WORK TO COMPLETE → The data should be transcribed in its entirety, word for word.

(Collected data entries)
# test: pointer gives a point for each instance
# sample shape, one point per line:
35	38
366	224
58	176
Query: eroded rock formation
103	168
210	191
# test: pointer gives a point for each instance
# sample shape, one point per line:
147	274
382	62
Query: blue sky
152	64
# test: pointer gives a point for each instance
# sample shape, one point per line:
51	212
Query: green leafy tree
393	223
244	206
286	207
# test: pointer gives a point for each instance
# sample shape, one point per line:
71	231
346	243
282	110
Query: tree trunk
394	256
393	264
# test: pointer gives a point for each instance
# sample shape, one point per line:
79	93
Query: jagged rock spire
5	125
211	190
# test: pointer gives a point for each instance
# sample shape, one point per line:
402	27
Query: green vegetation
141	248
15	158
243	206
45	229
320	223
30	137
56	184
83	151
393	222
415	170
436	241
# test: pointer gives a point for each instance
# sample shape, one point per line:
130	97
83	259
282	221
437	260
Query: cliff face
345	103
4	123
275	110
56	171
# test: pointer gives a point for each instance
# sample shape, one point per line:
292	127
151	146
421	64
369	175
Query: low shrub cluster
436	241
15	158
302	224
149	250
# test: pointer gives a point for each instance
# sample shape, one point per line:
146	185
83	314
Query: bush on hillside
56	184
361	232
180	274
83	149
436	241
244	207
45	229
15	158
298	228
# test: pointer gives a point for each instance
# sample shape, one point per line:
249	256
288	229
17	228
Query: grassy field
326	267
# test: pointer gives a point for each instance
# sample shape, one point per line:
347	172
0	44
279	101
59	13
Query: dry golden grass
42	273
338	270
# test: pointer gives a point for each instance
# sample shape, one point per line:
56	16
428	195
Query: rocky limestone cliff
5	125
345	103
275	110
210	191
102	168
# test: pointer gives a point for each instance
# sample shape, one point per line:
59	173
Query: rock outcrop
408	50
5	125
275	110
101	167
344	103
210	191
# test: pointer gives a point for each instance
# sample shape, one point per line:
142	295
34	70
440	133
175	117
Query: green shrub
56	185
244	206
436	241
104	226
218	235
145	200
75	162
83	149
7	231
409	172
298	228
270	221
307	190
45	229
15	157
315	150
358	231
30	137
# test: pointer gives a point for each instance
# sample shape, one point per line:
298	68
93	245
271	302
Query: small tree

TASK RESULT →
# test: pointer gives a point for each instance
# sample shape, one point per line:
35	38
366	224
58	176
Query: eroded rock formation
103	168
210	191
# test: pointer gives a point for each instance
# sample shape, one point per line:
147	274
382	62
Query: blue sky
152	64
# test: pointer gives a point for each instance
# sample shape, one point per line:
51	212
Query: green leafy tree
393	223
244	206
286	207
# test: pointer gives a point for each instance
# sample shape, one point per line:
71	231
346	243
282	110
Query: tree trunk
394	256
393	264
# test: pointer gives a point for each instance
# sample shape, one point per line:
79	93
Query: jagged rock spire
5	125
211	190
# test: pointer gives a point for each instance
# sample shape, one point per line:
402	27
Query: green vegetation
141	248
15	158
243	206
45	229
320	223
30	137
56	184
83	151
393	222
415	170
436	241
# test: pointer gives a point for each instance
# sample shape, one point per line:
130	97
83	259
282	221
437	260
Query: cliff face
345	103
4	123
275	110
56	171
# test: pointer gives a point for each instance
# sample shape, one point per line:
292	127
151	146
421	64
369	175
Query: low shrub cluster
436	241
15	158
302	224
149	250
# test: pointer gives a point for each instance
# sample shape, one point per line:
146	185
83	314
Query: bush on hillside
56	184
361	232
180	274
83	149
436	241
244	207
45	229
15	158
298	228
# test: pointer gives a point for each instance
# sample shape, one point per line:
249	256
288	229
17	228
Query: grassy field
326	267
# test: pointer gives a point for each instance
# sample shape, one point per line:
347	172
0	44
279	101
59	13
Query: dry golden grass
42	273
338	270
# test: pointer gives a point for each instance
# sample shape, one point per line:
56	16
428	195
Query: rocky limestone cliff
5	125
345	103
275	110
210	191
102	168
# test: pointer gives a point for each instance
# sample shape, one point per line:
59	173
Query: rock outcrop
408	50
5	125
275	110
101	167
344	103
210	191
# test: pointer gives a point for each instance
# sample shape, one point per line:
142	295
34	70
440	133
175	117
Query: green shrub
56	185
244	206
436	241
104	226
218	235
145	200
75	162
83	149
7	231
409	172
298	228
270	221
307	190
45	229
15	157
315	150
358	231
30	137
# test: pointer gives a point for each instance
# sample shape, one point per line:
298	68
93	245
271	302
Query: small tree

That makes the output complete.